Texto de referencia ▸
Celulosa Argentina, actualmente atravesando una delicada situación financiera, estaría más cerca de sumar un nuevo inversor. Se trata de Grupo Da Rosa, firma misionera dedicada al negocio foresto-industrial, que ya había mostrado interés en el sector al intentar adquirir Forestadora Tapebicuá a fines de 2024.
De acuerdo con diversas fuentes, el grupo evalúa un posible desembarco con financiamiento del Gobierno de Corrientes, que habría ofrecido apoyo a través del banco provincial. El objetivo central de la administración encabezada por el gobernador Gustavo Valdés es garantizar la continuidad de los puestos laborales y evitar la liquidación de la papelera.
Fundado en 1996 por Miguel Ángel Da Rosa, el grupo homónimo pasó de ser un pequeño emprendimiento maderero en San Vicente (Misiones) a consolidarse como un holding en expansión. Actualmente, opera una fábrica de laminados fenólicos, un aserradero de madera nativa, flota propia de camiones y posee concesiones forestales del Instituto de Previsión Social de Misiones. En 2023, amplió su presencia en el sector al adquirir Coama Sudamericana, histórica fábrica de laminados en Eldorado.

Material de estudio ▸

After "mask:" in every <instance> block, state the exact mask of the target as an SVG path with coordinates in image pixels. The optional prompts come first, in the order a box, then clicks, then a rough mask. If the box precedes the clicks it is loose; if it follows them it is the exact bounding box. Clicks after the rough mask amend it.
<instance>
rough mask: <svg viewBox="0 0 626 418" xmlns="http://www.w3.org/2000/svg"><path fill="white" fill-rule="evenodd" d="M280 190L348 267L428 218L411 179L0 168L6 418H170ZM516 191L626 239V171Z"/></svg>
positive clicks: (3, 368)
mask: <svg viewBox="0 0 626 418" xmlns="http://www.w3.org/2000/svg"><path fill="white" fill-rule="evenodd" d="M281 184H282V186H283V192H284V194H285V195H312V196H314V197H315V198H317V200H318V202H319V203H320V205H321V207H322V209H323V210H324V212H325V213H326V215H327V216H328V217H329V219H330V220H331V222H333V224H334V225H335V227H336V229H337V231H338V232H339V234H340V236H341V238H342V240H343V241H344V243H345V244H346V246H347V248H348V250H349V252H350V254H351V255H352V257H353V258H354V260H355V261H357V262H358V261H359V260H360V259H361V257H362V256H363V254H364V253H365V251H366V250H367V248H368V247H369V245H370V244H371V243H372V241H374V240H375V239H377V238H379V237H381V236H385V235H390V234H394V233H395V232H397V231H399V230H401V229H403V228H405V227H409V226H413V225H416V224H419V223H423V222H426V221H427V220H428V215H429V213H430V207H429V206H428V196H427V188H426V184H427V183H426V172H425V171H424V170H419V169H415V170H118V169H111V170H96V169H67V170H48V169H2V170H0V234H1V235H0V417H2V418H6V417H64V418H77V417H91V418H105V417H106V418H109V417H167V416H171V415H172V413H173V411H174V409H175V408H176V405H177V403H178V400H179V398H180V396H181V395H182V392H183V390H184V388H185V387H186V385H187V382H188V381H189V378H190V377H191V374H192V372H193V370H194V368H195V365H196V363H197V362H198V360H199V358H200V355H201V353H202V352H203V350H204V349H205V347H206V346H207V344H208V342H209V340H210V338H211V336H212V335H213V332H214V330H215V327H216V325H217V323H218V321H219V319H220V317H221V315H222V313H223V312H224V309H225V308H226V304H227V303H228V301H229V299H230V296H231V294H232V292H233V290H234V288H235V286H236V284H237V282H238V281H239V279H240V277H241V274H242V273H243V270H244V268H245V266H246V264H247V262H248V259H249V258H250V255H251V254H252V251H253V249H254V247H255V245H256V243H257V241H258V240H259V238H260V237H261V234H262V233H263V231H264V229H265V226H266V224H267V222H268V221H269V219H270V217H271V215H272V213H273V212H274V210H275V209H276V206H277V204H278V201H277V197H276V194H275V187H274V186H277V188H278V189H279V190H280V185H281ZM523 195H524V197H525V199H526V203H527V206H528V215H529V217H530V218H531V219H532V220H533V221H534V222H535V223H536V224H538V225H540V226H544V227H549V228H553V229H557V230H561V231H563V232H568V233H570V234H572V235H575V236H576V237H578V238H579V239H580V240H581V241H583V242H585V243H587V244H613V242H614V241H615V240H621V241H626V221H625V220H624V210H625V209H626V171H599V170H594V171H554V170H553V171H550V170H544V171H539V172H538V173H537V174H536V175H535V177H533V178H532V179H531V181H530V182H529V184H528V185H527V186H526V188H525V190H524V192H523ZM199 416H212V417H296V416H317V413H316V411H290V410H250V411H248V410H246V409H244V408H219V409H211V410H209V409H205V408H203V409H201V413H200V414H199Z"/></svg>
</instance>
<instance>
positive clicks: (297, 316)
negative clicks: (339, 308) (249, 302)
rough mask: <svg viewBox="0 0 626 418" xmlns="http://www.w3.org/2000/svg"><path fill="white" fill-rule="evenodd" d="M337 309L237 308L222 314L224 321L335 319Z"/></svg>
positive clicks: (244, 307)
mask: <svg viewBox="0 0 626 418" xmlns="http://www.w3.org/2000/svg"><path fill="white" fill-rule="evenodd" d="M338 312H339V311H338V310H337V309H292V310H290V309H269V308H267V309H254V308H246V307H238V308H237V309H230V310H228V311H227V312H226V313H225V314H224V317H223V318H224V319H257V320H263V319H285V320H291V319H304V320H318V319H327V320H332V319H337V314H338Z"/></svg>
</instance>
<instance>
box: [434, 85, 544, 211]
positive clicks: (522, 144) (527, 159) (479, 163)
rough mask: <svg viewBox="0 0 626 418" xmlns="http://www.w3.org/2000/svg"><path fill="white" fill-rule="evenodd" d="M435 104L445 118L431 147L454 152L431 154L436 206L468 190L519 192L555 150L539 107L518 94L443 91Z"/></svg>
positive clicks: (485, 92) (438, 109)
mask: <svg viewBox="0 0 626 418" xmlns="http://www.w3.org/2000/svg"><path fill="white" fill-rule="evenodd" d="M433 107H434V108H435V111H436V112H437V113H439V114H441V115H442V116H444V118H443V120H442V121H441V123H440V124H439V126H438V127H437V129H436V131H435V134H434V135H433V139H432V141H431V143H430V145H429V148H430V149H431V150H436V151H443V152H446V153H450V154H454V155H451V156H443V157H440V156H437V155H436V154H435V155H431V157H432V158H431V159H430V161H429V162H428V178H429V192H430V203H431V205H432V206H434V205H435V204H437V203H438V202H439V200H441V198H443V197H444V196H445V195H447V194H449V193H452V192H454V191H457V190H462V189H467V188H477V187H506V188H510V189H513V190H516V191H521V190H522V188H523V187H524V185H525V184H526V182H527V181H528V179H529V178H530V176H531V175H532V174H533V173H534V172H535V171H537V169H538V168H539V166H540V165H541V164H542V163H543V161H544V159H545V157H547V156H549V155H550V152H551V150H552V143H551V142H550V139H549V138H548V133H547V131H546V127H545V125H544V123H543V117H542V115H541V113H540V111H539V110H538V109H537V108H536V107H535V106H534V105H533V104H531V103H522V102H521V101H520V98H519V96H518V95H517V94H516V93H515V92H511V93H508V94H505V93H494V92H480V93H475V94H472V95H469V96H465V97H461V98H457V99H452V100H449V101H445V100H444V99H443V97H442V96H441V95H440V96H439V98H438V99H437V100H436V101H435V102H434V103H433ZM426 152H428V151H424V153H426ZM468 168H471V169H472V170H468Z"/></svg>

Consigna ▸ Según el texto sobre Celulosa Argentina, ¿en qué año y por quién fue fundado Grupo Da Rosa? Responda usando solo el texto de referencia.

Resultado ▸ Fue fundado en 1996 por Miguel Ángel Da Rosa.